### Source passage
Indian officials said initial evidence pointed to Jaish-e-Mohammed, an extremist group that aims to unite Kashmir under its own brand of Shariah law. Officially banned by Pakistan in 2002 after a shooting at the Indian Parliament a year earlier, Jaish has operated with relative impunity ever since, as the Wall Street Journal discovered earlier this year when it found militants roaming freely around their headquarters in the city of Bahawalpur.

When India blamed Jaish for a similar attack on an airbase in Pathankot, Punjab, this January, Mr. Modi’s government chose not to rise to the provocation. It showed no such restraint this week as Home Minister Rajnath Singh branded Pakistan a “terrorist state” that should be “identified and isolated as such”. Mr. Modi, who has accused Pakistan of stirring the Kashmiri protests and delivered a broadside against Mr. Sharif in his recent Independence Day address, assured Indians “that those behind this despicable attack will not go unpunished”.

Compounding the pressure on the prime minister to retaliate, Lieutenant General Ranbir Singh said weapons used by the attackers bore Pakistani markings. Islamabad strenuously denied this, describing the allegations as “baseless and irresponsible” and accusing India of pedalling a “hostile narrative”, but most observers think some degree of Pakistani involvement highly likely.

Although he stresses that there is no definitive evidence, Mr. Joshi takes New Delhi’s accusations “extremely seriously” given Pakistan’s record of nurturing jihadi groups as proxy forces, even as it has cracked down on militant outfits at home in recent years. “Historically it’s plausible not just that Pakistani groups were involved but ones with links to the Pakistani intelligence services,” he said.

Myra MacDonald, a former Reuters journalist who has written two books on Indian-Pakistani relations, thinks the “relative sophistication” of the raid and its proximity to the Line of Control suggest the attackers came from Pakistan. “Local Kashmiri militants probably don't have the capability to mount that kind of assault nowadays and in any case would have no reason to go all the way to the LoC [Line of Control] to attack Indian security forces.”

She added that several factors make direct army involvement highly plausible, though hard to prove. Not only does the security establishment have a long history of ordering such attacks, “it also has a motive - believing it might give a fillip to the latest wave of protests inside the Kashmir Valley”. Information about troop movements at the camp may have been provided by the Pakistan Army, which is able to observe the Uri camp closely because of the surrounding topography.

“If this is the case - and we should wait for further details from the Indian investigation - then we are not talking just about jihadis slipping undetected across the LoC, but about them being actively abetted by the Pakistan Army,” Ms. MacDonald concluded. “Since Pakistan knew that another big attack in India after Pathankot was likely to trigger an Indian response, I don't think that kind of decision would be taken at the level of relatively junior officers - it would have to have been authorised much, much higher up the chain of command.”

If orders did come from on high, they backfired. The attack has allowed India to tarnish the Kashmiri protesters as terrorists and underlined Islamabad’s increasingly isolated position internationally. “No matter which way you look at the Uri attack, it was a reckless act,” said Tom Hussain, an Islamabad-based security analyst and former TWW editor who notes that even China, Pakistan’s closest ally, expressed shock, while the United Arab Emirates, a former ally, has said it would support retaliatory action from India.

### Set exercise a
According to the article on the Uri attack, in what year did Pakistan officially ban Jaish-e-Mohammed?

### Record set

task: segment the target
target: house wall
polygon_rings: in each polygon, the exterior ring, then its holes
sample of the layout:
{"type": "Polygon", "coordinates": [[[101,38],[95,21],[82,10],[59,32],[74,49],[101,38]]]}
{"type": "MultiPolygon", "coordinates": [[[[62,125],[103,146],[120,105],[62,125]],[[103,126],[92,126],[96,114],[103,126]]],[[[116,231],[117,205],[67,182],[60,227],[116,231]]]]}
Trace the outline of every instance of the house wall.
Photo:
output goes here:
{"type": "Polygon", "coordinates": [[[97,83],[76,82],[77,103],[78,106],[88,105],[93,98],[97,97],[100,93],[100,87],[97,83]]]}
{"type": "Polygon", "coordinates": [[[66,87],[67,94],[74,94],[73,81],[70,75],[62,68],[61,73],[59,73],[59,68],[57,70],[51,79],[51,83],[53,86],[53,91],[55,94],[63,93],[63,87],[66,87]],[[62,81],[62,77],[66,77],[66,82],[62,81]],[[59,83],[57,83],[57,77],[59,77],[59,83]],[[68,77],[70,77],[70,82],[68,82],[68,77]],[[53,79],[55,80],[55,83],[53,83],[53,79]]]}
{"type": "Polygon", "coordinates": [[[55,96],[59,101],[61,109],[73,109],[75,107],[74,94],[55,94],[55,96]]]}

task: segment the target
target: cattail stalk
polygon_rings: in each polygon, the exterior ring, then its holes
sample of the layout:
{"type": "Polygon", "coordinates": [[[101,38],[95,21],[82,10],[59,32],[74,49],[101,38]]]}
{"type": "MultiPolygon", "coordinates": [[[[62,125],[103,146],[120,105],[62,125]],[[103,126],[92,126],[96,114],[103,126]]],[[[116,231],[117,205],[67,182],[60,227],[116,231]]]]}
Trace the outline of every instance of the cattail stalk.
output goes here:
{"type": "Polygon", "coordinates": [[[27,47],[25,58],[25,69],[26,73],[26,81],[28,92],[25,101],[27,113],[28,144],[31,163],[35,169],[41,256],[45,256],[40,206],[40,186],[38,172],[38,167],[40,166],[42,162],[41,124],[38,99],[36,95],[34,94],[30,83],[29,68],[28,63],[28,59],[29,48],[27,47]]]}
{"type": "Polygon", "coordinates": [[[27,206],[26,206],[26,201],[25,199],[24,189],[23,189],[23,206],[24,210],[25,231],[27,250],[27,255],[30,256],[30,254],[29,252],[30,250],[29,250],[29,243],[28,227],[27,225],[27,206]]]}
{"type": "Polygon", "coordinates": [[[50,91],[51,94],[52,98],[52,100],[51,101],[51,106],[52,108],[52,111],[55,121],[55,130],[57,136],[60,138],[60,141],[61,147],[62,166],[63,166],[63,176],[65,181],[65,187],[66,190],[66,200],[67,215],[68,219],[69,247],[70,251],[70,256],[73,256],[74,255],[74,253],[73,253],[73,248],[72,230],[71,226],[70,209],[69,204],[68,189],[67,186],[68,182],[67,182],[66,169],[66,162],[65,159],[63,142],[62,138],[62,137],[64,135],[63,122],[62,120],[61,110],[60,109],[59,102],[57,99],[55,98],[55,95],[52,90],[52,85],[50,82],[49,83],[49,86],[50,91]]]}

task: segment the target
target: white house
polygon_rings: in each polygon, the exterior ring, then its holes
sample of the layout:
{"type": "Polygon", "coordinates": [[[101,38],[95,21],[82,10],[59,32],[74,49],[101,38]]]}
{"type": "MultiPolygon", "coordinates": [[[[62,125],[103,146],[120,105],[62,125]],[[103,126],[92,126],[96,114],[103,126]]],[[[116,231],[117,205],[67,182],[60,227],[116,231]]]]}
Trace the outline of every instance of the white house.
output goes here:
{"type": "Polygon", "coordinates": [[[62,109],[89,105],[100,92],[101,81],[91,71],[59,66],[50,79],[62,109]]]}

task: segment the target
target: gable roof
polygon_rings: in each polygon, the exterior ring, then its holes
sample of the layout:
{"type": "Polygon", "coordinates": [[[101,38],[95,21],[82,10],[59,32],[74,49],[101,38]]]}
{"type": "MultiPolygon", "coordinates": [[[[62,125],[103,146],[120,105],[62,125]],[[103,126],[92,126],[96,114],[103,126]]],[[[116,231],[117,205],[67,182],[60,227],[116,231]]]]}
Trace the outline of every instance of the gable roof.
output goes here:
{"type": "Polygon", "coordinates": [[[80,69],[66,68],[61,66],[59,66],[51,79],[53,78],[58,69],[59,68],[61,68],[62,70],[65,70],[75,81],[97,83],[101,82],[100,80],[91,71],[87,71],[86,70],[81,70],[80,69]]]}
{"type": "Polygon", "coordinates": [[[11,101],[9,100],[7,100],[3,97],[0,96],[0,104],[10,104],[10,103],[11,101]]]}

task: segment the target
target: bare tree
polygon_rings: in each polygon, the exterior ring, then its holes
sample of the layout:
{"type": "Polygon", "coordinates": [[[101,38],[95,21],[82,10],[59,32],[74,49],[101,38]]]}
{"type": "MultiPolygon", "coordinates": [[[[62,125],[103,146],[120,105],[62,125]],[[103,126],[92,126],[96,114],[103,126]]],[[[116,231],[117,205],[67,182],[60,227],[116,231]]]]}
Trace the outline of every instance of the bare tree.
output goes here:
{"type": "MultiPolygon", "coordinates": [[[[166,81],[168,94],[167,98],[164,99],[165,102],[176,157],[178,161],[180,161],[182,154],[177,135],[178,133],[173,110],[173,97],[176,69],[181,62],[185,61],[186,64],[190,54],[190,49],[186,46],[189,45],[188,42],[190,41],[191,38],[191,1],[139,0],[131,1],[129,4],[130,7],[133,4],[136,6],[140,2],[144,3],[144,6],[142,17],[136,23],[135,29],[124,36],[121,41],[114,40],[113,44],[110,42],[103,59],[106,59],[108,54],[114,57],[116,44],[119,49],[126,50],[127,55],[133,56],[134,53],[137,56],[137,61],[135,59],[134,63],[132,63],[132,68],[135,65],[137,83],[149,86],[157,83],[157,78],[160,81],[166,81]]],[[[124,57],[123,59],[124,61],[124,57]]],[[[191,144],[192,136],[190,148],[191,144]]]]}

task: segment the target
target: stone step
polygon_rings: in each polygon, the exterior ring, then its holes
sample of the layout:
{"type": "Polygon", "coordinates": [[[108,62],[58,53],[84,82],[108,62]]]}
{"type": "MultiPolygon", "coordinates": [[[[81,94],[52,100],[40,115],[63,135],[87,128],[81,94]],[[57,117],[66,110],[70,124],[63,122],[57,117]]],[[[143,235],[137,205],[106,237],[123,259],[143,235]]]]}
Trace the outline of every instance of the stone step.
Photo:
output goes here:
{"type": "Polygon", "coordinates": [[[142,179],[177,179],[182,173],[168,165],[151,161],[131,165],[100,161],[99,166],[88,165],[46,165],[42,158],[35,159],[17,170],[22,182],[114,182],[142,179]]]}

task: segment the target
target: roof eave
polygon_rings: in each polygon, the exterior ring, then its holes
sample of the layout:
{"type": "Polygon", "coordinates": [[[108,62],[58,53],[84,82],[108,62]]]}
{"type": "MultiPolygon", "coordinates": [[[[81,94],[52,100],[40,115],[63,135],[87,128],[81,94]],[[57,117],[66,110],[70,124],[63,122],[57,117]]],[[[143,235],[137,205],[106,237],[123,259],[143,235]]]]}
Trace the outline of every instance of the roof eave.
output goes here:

### Set exercise b
Please count the lines in the entries that contain the string "wall", with case counting, and give only that number.

### Result a
2002

### Result b
2